- Exercise passage:
- Opening Delimiter -

It should be noted that the 2004 Summer Season was the last season played in which Facemask on Batters Helmets were not required, all the orgs had legislated in 2003 that facemasks were required for 2004 Season, and we had purchased and installed them on all our helmets, but because the ASA and others did not have time to establish a NOCSAE standard they backed things up to 2005, I have always regretted that I allowed all the girls that wanted to remove the facemasks to do so, including my daughter, needless to say after this accident I required the masks be put back on!

Daughter was batting in an 16u ASA NQ at Riverfront West against Illinois Outlaws Righthander Kam Ferguson (Western Illinois), who was clocked by Angie Jacobs from Miami U at the time at 61 earlier in the weekend, she swung at a Riseball, the ball went off the area where a bottle bat reduces and directly into her right eye, she suffered a severe (70%) fracture of the orbital floor and minor fracture of the lower front of the eye socket, along with (the most visible at the time of the accident) a laceration just below the eys socket on her cheek.

- Closing Delimiter -

- The data:
- Opening Delimiter -

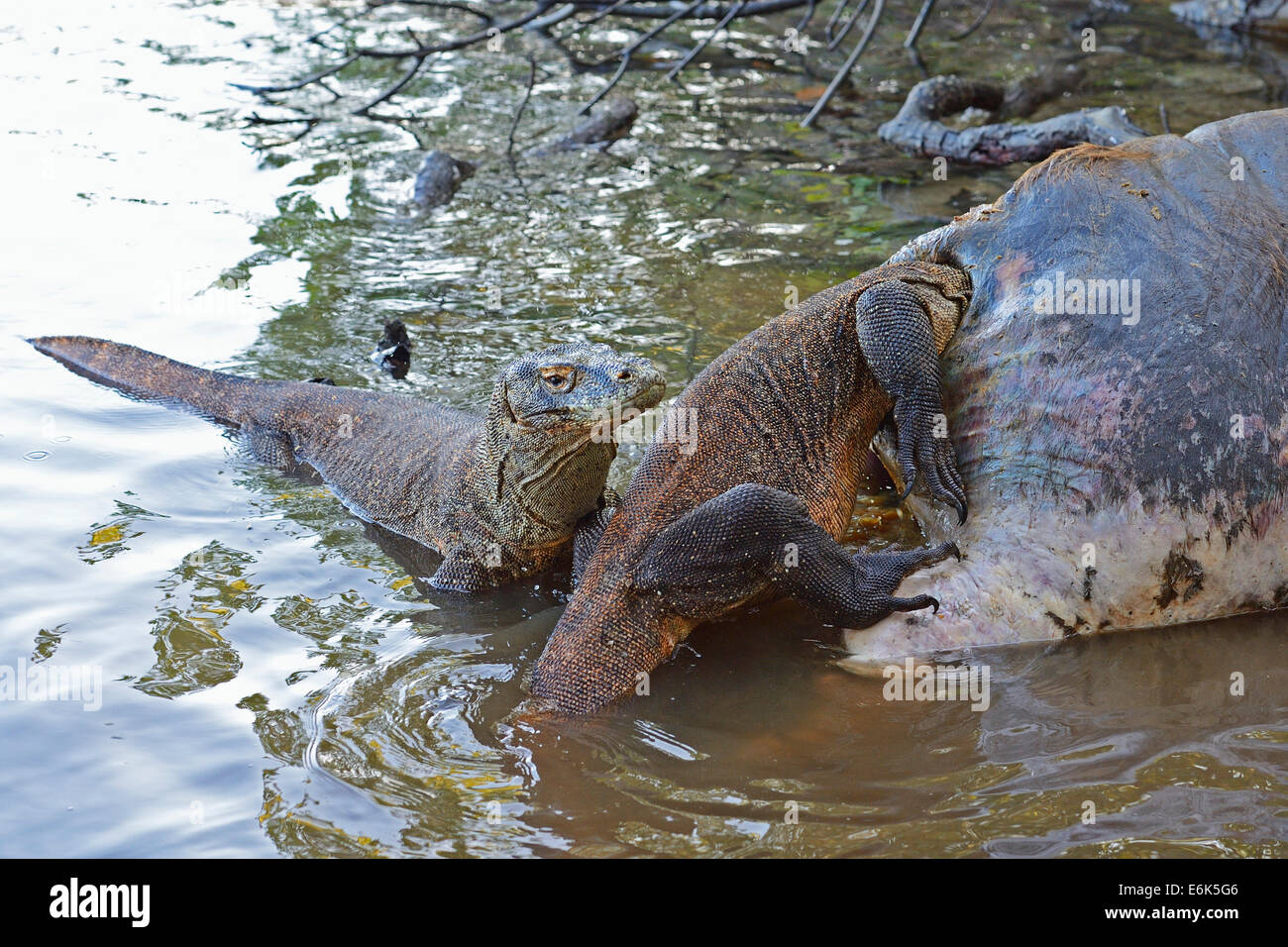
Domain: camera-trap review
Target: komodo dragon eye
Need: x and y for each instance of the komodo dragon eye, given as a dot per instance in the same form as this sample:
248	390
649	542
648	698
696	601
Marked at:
559	377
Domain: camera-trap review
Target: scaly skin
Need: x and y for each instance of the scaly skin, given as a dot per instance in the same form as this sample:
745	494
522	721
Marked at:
500	497
1111	487
754	509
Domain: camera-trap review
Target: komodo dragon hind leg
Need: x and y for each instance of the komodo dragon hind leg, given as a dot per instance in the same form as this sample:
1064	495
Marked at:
750	538
898	344
269	446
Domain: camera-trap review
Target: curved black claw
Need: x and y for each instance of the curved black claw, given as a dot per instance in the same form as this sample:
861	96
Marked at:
912	604
922	451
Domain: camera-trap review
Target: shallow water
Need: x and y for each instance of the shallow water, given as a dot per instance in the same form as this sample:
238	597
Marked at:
274	678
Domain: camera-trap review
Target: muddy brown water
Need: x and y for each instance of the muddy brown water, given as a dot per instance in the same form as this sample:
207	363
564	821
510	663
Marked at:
273	677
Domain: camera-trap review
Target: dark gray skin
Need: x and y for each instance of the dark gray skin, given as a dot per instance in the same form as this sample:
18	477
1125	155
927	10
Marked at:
438	178
498	496
1124	470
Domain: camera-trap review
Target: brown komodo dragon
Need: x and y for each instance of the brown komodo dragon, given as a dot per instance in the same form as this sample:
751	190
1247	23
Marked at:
498	496
755	509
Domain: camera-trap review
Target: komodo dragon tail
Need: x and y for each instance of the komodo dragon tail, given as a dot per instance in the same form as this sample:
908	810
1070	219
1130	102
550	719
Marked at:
150	376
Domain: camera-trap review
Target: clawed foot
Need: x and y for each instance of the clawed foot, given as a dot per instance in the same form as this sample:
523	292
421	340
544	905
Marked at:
877	575
925	449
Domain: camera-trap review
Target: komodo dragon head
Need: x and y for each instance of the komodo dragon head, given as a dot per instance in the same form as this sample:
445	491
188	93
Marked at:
578	388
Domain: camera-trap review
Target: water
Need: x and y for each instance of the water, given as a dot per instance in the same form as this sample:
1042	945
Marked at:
274	678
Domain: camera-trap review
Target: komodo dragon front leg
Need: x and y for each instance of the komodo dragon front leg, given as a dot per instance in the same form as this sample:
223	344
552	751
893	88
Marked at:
897	335
734	547
754	538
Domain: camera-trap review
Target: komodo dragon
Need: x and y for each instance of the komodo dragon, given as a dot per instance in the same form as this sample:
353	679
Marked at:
755	509
498	496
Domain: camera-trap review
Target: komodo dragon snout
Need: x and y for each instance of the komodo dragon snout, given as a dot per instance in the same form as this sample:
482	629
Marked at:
580	385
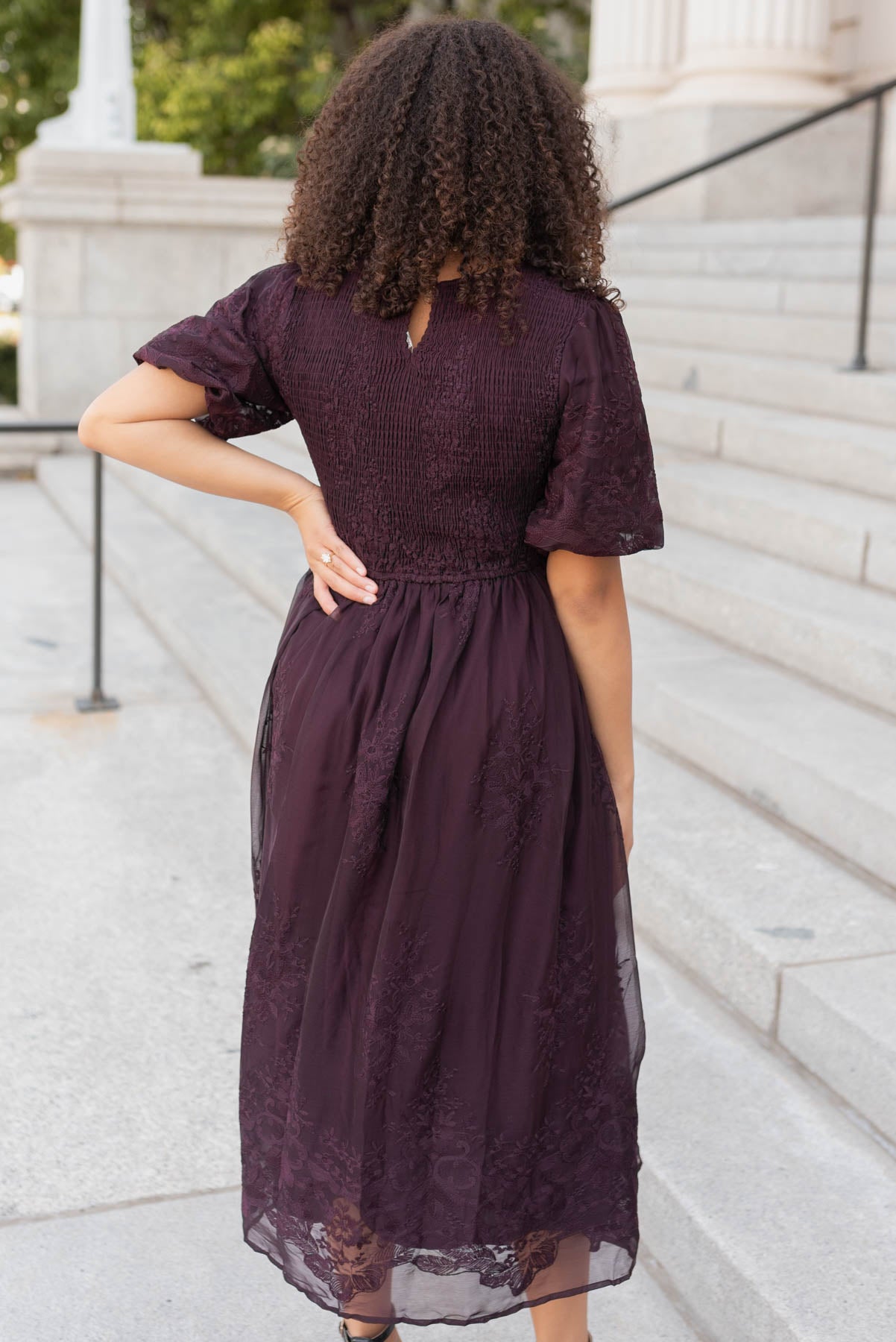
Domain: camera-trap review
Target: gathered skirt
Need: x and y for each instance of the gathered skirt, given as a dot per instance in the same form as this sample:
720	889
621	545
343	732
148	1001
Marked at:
443	1023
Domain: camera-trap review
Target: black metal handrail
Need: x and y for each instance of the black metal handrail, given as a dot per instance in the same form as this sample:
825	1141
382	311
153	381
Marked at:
876	95
97	701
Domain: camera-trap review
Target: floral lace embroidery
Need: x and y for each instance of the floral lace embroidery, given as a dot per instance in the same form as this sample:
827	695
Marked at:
517	780
588	1138
602	496
374	778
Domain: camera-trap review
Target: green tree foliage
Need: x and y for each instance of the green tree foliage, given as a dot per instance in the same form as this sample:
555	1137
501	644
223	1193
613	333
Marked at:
238	80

- Closing Delimiter -

- Tasks for this exercise:
**A.** According to the softball injury account, how severe was the fracture of the orbital floor?
**B.** Write a continuation of the softball injury account, beginning after its final sentence.

- Results for the exercise:
**A.** It was a severe fracture, given as 70%.

**B.**
There was no question immediately that she had suffered something severe, the life squad arrived and transported her to Cincinnati Childrens Hosptial, and several days later she went through surgery which placed a teflon plate in the eyesocket to replace the orbital floor, at this point I pretty much had decided she was through with fastpitch, according to the Surgeon she was lucky that the she had not lost the eye. She didn't play for 6 months after that and when she did I always was on pins and needles when she would take a blow to the head. She has some lingering issues with the injury but for the most part recovered full vision, with a small cosmetic holdover.

She ended up coming back and playing having her best years after the accident, and to this day I believe it was because she knew she was playing because SHE wanted to play, and maybe more importantly because her dad had come to terms with the idea that he was simply happy to see her on the field, and that if she was simply playing that was good enough, she didn't have to be the best, she just had to do the best she could do!

I have seen others injured both in the mens FP game and in JO FP, but obviously this was the one that hit home for me.

This is why I have always been a strong proponent for safety in the game.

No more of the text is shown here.